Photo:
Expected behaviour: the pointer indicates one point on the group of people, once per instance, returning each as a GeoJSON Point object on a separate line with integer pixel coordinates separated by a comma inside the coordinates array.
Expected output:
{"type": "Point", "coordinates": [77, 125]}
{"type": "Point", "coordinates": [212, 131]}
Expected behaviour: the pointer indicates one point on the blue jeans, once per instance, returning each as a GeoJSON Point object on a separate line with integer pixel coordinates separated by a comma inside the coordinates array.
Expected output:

■ ■ ■ ■

→ Your instructions: Turn all the records above into a numbered list, one line per item, leaving out any blank lines.

→ Completed task:
1. Photo:
2. Expected behaviour: the pointer indicates one point on the group of people, once per instance, returning each as a GeoJSON Point object on a separate line with integer pixel coordinates separated by a comma inside the coordinates array.
3. Expected output:
4. {"type": "Point", "coordinates": [77, 125]}
5. {"type": "Point", "coordinates": [212, 131]}
6. Expected behaviour: the pointer indicates one point on the blue jeans, once per instance, returning each as a GeoJSON Point object on a separate line with integer pixel coordinates separated by a comma inside the coordinates array.
7. Expected output:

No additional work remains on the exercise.